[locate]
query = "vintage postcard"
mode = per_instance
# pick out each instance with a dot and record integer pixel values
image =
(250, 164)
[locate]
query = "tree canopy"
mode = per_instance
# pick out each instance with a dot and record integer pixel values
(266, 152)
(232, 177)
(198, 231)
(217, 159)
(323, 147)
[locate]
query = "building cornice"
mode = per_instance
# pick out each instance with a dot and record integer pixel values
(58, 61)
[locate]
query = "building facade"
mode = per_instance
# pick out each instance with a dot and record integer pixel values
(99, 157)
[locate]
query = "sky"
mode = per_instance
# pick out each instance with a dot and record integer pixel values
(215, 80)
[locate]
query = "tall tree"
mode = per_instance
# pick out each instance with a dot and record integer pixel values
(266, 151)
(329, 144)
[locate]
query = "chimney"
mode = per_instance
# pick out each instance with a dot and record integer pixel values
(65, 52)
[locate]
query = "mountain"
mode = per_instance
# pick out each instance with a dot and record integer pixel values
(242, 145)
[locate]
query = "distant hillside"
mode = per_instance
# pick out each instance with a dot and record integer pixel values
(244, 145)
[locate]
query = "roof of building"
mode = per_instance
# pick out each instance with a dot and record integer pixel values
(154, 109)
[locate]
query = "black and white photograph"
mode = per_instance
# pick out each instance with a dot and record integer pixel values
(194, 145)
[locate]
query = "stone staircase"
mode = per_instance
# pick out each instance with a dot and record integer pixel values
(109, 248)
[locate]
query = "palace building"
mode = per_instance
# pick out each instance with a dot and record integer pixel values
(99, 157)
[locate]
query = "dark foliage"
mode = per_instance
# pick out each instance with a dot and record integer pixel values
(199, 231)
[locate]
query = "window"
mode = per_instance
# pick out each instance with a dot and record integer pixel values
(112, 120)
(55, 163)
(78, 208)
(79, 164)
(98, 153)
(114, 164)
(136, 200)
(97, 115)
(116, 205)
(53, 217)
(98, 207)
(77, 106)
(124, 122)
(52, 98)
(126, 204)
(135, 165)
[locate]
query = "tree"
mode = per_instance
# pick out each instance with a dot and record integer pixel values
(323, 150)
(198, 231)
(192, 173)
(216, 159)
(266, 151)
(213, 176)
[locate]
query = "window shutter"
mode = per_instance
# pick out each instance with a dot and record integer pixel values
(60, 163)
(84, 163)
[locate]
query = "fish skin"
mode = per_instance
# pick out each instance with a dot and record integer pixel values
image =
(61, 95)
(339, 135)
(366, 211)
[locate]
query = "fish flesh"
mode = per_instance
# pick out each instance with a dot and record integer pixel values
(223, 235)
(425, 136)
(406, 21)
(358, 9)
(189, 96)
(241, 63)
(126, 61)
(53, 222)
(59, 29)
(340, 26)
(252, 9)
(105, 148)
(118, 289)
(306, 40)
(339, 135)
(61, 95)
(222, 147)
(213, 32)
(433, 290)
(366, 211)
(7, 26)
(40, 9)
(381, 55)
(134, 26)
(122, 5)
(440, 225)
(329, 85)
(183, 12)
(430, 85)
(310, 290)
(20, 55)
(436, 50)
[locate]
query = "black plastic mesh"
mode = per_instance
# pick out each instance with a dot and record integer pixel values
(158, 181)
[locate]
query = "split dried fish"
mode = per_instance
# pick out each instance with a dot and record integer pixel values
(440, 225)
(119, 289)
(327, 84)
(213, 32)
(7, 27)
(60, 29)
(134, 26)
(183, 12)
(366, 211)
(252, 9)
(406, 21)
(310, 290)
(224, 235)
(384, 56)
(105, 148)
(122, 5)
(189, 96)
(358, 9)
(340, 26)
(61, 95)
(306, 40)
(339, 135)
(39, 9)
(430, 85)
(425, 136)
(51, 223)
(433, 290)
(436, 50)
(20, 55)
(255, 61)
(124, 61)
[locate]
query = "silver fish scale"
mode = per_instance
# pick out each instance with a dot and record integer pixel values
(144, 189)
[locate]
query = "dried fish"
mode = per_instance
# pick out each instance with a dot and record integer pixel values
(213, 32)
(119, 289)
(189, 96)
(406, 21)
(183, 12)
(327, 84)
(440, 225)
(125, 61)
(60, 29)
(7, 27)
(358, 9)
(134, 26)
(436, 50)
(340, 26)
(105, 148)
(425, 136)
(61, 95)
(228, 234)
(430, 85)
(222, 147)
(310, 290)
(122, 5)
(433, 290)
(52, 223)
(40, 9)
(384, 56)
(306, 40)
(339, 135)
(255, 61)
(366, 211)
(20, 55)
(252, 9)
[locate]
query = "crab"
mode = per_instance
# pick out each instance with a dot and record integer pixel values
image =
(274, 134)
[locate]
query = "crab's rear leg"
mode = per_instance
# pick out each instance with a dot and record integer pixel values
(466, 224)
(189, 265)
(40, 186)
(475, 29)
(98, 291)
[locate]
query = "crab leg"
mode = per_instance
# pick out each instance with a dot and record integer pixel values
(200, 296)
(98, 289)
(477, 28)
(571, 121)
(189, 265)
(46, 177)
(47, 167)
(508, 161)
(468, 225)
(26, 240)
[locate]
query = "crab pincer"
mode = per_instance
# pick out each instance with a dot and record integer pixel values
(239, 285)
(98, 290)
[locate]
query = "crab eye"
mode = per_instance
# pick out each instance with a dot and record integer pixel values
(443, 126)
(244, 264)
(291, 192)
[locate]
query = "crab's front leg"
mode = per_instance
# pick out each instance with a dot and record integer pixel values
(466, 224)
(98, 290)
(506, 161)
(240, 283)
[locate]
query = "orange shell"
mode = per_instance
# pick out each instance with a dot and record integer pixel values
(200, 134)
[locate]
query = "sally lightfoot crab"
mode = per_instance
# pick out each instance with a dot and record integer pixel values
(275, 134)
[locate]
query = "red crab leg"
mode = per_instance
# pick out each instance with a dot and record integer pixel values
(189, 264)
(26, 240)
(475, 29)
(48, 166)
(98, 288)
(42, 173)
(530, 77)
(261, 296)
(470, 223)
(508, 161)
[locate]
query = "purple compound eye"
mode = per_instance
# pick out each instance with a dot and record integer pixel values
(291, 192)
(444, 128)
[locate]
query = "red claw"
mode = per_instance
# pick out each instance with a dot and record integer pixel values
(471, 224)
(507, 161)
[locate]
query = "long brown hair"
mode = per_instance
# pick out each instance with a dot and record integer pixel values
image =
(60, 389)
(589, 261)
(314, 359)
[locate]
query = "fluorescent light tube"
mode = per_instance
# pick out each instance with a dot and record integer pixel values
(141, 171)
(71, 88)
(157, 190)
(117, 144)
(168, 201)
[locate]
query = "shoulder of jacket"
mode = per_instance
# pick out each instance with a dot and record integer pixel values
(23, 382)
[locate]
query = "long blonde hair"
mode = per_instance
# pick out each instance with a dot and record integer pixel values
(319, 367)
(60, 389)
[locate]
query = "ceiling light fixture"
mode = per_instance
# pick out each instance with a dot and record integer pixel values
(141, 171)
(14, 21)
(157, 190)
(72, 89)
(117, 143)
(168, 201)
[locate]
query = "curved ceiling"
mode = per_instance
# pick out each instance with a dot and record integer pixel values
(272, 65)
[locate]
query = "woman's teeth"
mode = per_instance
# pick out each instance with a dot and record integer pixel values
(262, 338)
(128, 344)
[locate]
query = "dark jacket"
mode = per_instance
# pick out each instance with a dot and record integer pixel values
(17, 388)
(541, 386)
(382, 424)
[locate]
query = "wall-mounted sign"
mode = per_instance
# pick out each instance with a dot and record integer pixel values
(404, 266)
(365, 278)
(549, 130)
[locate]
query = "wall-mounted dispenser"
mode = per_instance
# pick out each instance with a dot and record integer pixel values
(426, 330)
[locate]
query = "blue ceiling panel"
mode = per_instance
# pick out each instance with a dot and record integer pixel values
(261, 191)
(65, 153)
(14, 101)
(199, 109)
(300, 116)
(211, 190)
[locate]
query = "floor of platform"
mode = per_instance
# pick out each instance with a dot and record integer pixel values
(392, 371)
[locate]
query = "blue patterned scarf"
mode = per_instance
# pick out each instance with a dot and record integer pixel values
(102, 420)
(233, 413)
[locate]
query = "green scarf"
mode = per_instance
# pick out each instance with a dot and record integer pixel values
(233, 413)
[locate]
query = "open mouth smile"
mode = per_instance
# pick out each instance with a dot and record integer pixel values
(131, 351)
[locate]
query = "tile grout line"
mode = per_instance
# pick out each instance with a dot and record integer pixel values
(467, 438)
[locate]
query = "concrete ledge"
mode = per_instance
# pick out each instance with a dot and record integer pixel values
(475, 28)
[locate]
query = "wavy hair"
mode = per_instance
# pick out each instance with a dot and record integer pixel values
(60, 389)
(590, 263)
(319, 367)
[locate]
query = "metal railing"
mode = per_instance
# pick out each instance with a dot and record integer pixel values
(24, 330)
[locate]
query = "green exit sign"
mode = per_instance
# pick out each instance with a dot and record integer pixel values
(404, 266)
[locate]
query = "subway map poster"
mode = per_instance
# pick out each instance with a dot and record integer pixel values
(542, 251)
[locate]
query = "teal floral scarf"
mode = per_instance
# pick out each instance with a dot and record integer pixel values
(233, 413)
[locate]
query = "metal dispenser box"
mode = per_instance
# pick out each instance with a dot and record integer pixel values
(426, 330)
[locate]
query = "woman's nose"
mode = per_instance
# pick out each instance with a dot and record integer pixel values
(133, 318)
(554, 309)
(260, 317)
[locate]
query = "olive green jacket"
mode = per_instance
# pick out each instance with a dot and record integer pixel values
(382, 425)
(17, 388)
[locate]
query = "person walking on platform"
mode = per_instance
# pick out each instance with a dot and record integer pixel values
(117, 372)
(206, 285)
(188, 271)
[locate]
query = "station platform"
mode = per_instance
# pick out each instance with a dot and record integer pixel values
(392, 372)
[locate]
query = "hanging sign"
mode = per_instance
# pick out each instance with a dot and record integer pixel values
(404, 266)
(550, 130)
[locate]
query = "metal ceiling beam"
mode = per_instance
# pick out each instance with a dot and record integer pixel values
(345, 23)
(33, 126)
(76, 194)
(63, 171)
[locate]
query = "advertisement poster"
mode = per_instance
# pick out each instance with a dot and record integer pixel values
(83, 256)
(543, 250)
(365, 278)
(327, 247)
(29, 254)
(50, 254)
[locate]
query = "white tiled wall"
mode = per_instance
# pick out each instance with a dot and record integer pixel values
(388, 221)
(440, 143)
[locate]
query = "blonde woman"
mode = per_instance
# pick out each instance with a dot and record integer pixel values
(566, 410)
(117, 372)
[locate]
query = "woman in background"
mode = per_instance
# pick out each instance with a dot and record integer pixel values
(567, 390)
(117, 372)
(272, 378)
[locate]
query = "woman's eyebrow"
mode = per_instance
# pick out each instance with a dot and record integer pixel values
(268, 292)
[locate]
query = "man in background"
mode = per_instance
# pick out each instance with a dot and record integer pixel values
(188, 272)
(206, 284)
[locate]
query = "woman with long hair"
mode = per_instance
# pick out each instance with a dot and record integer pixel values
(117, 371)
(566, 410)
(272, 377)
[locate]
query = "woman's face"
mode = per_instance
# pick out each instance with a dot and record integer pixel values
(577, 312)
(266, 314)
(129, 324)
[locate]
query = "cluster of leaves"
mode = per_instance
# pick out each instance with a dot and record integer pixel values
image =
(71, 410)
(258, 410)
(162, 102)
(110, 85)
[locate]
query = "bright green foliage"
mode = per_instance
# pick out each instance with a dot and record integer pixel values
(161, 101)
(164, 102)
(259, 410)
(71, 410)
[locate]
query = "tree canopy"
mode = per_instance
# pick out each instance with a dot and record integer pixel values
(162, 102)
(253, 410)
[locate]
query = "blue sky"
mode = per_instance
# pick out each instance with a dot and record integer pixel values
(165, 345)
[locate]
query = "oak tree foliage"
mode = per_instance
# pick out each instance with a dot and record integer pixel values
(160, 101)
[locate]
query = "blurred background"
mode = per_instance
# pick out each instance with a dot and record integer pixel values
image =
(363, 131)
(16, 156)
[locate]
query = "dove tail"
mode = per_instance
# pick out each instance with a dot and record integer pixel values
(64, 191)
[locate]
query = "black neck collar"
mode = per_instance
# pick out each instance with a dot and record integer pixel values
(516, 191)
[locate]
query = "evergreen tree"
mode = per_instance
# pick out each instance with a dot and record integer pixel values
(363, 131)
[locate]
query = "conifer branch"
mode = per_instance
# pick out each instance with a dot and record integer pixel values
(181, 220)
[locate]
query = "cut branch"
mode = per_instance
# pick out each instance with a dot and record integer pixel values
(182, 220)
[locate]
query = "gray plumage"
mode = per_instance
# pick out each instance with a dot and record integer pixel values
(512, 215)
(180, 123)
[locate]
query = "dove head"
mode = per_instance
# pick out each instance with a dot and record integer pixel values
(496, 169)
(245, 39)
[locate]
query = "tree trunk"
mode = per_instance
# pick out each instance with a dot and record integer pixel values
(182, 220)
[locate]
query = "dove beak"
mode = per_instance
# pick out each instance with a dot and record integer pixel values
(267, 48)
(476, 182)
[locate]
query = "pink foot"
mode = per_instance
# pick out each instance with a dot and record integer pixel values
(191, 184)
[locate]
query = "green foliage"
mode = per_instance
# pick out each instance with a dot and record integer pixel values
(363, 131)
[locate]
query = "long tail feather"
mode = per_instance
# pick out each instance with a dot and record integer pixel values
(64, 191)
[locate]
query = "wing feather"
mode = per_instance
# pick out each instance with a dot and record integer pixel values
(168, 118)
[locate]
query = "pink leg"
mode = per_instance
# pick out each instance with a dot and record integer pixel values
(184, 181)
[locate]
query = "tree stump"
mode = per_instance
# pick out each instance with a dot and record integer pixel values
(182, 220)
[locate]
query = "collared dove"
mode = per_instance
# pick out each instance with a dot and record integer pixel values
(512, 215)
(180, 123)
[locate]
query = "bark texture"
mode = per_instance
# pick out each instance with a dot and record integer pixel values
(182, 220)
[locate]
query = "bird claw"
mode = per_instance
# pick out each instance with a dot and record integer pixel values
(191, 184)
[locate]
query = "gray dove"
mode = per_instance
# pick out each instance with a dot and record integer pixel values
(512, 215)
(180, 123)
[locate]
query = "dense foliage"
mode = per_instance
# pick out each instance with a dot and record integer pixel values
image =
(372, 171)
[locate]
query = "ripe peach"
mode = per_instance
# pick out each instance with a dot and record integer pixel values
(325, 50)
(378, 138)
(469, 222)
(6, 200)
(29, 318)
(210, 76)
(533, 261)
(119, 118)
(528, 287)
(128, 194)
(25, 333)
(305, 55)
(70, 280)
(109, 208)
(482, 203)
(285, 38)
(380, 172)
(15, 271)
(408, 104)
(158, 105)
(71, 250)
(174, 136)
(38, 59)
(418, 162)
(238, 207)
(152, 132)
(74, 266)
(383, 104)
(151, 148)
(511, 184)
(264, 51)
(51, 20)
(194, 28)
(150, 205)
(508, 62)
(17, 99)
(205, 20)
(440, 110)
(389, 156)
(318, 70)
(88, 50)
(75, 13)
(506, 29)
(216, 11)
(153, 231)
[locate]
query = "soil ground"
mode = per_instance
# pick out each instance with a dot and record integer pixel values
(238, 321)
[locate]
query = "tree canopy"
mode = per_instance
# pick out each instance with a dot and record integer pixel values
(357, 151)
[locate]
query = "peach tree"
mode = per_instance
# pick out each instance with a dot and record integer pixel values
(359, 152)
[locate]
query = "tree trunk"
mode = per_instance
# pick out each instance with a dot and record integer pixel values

▸ WHAT IS ASKED:
Select each line in the entries above that contains the word "black", with letter case taken into account.

▸ TASK OUTPUT:
query = "black and white photograph"
query = "black plastic mesh"
query = "black neck collar"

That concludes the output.